DATA IN THIS EXERCISE
^^^^

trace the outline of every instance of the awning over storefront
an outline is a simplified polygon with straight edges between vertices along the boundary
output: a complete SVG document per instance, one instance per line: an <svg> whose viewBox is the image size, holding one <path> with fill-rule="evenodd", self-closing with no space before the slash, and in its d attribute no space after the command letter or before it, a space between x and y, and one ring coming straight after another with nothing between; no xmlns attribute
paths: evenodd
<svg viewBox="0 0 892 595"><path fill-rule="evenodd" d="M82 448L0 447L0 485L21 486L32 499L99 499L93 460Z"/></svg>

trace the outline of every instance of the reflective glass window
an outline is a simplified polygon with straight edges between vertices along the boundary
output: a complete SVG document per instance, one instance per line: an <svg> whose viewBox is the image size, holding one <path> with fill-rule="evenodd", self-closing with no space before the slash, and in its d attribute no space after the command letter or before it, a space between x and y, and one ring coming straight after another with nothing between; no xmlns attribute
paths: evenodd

^^^^

TASK OBJECTIVE
Copy each line from the data above that includes "trace".

ANSWER TO THIS TASK
trace the outline of every instance of the awning over storefront
trace the outline of every instance of the reflective glass window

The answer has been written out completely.